[Entries on locating named things]

»»

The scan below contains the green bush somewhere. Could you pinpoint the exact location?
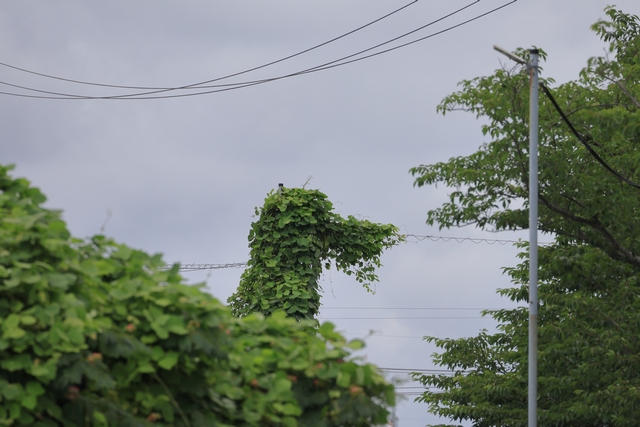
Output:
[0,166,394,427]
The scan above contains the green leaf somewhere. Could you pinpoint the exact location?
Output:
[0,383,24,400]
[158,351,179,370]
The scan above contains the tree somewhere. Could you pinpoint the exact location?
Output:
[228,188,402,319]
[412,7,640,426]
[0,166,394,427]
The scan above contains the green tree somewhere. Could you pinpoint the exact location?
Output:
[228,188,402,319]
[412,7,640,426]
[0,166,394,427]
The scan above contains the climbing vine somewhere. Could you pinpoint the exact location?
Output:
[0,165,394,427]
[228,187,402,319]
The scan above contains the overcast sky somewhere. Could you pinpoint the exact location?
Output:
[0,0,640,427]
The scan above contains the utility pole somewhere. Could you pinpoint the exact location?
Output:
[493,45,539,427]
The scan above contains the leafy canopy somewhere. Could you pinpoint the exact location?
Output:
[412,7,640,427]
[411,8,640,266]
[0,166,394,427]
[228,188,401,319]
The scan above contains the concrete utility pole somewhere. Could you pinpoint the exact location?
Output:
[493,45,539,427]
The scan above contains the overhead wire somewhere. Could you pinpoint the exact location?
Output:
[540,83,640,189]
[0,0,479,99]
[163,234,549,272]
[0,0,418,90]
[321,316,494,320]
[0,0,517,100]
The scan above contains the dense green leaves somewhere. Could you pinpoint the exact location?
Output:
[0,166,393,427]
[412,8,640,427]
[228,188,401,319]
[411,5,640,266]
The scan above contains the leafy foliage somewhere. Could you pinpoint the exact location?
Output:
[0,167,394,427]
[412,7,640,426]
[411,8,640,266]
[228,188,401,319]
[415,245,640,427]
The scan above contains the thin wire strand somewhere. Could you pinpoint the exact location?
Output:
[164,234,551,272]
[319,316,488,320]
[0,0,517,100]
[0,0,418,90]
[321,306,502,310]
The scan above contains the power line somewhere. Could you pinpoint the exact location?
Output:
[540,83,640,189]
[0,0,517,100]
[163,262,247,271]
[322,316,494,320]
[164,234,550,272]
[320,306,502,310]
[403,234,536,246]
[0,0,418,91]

««

→ What you have to do
Arrange every line of the entries above as a JSON list of strings, one string per line, with blank lines omitted. Leave the picture out of the list.

→ Task solution
[
  "The scan below contains the green bush somewhere. Could you pinpoint the exact location?",
  "Output:",
  "[0,166,394,427]",
  "The scan above contains the green leaf somewhere. Could you pinpoint the exact location?",
  "Output:",
  "[0,383,24,400]",
  "[158,351,179,370]",
  "The scan above contains the tree somewhere. Could you pinpoint the exact location?",
  "Output:",
  "[228,188,402,319]",
  "[412,7,640,426]",
  "[0,166,394,427]",
  "The scan above contains the green tree somewhere. Could you pinpoint the exact location?",
  "Output:",
  "[228,188,402,319]",
  "[412,7,640,426]",
  "[0,166,394,427]",
  "The scan above contains the climbing vine somewhere. Could you pinpoint the exact location?",
  "Output:",
  "[0,165,394,427]",
  "[228,187,402,319]",
  "The scan above contains the overcast sky somewhere. Could you pinpoint the exact location?",
  "Output:",
  "[0,0,640,427]",
  "The scan above contains the utility pole somewhere. Could you pinpoint the exact location?",
  "Output:",
  "[493,45,539,427]",
  "The scan above contains the leafy canopy somewhere. Could you pinpoint the exact location?",
  "Output:",
  "[412,7,640,427]",
  "[411,8,640,266]",
  "[0,166,394,427]",
  "[228,188,401,319]",
  "The scan above contains the concrete utility pole somewhere. Could you pinpoint the exact location?",
  "Output:",
  "[493,45,539,427]",
  "The scan above contains the overhead wire somewhere. Could you pinpoint the exact location?",
  "Output:",
  "[540,83,640,189]",
  "[0,0,479,99]",
  "[163,234,549,272]",
  "[0,0,418,90]",
  "[321,316,494,320]",
  "[0,0,517,100]",
  "The scan above contains the dense green leaves somewhere. Could you pinpoint the exact location?",
  "Output:",
  "[0,166,393,427]",
  "[412,8,640,427]",
  "[228,188,401,319]",
  "[411,5,640,266]",
  "The scan above contains the leafy foliage somewhere. Could you pinpoint the exact location?",
  "Output:",
  "[0,167,394,427]",
  "[412,7,640,426]",
  "[411,8,640,266]",
  "[228,188,401,319]",
  "[415,245,640,427]",
  "The scan above contains the thin wire strand somewhere. Could you pinpoint the exact location?",
  "Output:",
  "[164,234,551,272]",
  "[319,316,488,320]",
  "[0,0,517,100]",
  "[0,0,418,90]",
  "[321,306,502,310]",
  "The scan above contains the power line somewhere. Could you pinpoint the exact location?",
  "Output:",
  "[540,83,640,189]",
  "[0,0,517,100]",
  "[163,262,247,271]",
  "[322,316,494,320]",
  "[164,234,550,272]",
  "[320,306,502,310]",
  "[403,234,536,246]",
  "[0,0,418,91]"
]